▶ Task inputs
--- START ---
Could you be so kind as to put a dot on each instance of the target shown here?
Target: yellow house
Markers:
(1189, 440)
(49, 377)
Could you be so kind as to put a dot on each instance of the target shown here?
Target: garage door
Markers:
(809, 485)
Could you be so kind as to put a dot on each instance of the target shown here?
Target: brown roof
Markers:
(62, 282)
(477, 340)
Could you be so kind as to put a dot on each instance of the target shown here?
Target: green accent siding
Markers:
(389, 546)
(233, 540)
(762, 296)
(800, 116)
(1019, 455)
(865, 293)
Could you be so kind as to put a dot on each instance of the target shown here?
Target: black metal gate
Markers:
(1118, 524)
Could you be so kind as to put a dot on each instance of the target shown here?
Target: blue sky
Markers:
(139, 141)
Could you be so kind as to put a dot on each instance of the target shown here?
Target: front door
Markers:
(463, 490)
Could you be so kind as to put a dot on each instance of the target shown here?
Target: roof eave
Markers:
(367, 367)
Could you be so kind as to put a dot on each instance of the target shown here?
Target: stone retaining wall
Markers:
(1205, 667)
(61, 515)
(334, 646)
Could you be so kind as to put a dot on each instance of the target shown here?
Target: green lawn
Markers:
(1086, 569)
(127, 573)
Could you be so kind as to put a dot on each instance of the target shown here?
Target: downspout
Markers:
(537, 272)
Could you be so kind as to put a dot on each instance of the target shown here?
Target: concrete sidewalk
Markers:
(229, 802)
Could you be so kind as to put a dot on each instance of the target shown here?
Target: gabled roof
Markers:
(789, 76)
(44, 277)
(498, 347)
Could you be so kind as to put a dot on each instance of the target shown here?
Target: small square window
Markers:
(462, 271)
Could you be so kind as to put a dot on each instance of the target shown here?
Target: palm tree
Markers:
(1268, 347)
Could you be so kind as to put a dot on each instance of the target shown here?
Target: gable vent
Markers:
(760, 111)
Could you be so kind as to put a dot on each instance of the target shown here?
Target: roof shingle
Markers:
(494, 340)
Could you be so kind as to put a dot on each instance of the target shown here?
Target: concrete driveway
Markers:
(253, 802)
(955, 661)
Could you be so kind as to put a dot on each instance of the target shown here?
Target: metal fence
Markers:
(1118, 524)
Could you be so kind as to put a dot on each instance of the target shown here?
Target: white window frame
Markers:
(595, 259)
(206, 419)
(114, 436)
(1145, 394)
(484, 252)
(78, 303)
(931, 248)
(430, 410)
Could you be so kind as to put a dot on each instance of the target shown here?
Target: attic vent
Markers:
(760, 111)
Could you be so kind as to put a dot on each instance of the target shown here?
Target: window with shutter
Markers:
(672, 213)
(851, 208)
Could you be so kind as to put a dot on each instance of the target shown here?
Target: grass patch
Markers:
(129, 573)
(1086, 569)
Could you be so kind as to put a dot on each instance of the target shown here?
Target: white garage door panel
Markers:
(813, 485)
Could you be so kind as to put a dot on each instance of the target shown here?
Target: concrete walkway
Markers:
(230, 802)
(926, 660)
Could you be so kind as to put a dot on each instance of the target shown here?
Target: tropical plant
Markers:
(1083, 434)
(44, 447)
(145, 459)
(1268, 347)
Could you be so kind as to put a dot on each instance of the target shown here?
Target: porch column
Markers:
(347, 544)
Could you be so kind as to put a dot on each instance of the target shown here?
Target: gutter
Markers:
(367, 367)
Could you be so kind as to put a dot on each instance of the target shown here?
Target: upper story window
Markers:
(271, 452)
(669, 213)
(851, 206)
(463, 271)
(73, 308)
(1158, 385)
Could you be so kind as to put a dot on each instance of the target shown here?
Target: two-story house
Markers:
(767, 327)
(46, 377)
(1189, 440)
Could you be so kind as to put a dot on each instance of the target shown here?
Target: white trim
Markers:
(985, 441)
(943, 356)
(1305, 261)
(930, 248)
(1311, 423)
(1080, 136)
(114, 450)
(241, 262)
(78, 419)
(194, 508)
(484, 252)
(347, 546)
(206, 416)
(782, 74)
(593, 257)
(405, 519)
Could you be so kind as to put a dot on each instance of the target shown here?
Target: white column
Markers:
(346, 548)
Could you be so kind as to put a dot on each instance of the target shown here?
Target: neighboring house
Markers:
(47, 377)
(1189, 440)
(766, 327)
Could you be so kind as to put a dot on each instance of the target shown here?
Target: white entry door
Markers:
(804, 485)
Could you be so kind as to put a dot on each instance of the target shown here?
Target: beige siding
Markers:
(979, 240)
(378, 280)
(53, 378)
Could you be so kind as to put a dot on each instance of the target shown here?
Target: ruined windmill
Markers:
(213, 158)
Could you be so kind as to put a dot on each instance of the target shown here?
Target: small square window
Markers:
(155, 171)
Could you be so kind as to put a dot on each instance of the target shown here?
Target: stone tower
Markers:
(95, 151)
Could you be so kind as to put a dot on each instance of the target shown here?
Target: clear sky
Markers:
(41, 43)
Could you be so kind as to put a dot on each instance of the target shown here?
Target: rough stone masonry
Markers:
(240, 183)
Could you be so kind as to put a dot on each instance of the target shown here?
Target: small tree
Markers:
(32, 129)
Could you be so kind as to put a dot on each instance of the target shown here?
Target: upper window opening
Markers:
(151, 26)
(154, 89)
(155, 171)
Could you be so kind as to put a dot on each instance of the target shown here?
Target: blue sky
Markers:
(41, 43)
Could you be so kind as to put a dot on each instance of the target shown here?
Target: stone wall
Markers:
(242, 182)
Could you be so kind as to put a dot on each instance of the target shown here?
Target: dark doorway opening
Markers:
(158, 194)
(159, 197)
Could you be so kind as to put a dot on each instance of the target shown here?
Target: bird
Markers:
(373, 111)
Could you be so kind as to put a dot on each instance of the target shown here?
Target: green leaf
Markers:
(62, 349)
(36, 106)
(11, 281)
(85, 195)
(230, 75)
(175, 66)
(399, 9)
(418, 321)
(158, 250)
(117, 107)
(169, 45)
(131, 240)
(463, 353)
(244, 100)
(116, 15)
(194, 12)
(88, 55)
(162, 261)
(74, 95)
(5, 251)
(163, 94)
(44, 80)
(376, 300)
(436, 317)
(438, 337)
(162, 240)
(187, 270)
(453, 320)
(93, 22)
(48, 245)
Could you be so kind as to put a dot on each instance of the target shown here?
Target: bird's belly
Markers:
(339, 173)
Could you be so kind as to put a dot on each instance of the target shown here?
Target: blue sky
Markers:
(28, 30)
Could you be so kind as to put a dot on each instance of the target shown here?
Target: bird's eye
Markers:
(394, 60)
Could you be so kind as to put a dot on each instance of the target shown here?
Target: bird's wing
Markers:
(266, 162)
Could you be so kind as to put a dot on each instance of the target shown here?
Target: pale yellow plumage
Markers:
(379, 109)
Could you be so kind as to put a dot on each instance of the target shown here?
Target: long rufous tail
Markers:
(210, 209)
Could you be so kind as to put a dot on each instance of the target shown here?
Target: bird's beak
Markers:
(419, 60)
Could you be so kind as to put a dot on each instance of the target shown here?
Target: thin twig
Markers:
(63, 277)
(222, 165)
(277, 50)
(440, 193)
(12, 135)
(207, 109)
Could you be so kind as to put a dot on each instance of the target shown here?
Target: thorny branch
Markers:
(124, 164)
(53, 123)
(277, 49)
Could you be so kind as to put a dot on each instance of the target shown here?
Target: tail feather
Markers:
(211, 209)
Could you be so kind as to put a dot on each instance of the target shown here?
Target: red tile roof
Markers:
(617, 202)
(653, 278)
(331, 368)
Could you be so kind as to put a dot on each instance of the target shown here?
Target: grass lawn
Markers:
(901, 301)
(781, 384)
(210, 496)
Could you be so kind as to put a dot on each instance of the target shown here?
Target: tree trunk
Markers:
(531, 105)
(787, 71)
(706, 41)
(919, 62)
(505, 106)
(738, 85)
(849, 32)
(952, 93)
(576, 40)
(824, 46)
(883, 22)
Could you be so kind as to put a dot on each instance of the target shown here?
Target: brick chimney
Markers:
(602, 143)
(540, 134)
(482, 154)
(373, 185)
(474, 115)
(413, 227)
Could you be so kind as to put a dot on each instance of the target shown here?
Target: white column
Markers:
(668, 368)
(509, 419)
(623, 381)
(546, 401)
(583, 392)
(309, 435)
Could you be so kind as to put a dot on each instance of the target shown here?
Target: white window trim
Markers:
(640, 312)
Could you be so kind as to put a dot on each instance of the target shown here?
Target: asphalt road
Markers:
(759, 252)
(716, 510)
--- END ---
▶ What is being asked
Working through the entries above, copy every line in which "siding" is found.

▶ Task response
Target: green accent siding
Target: beige siding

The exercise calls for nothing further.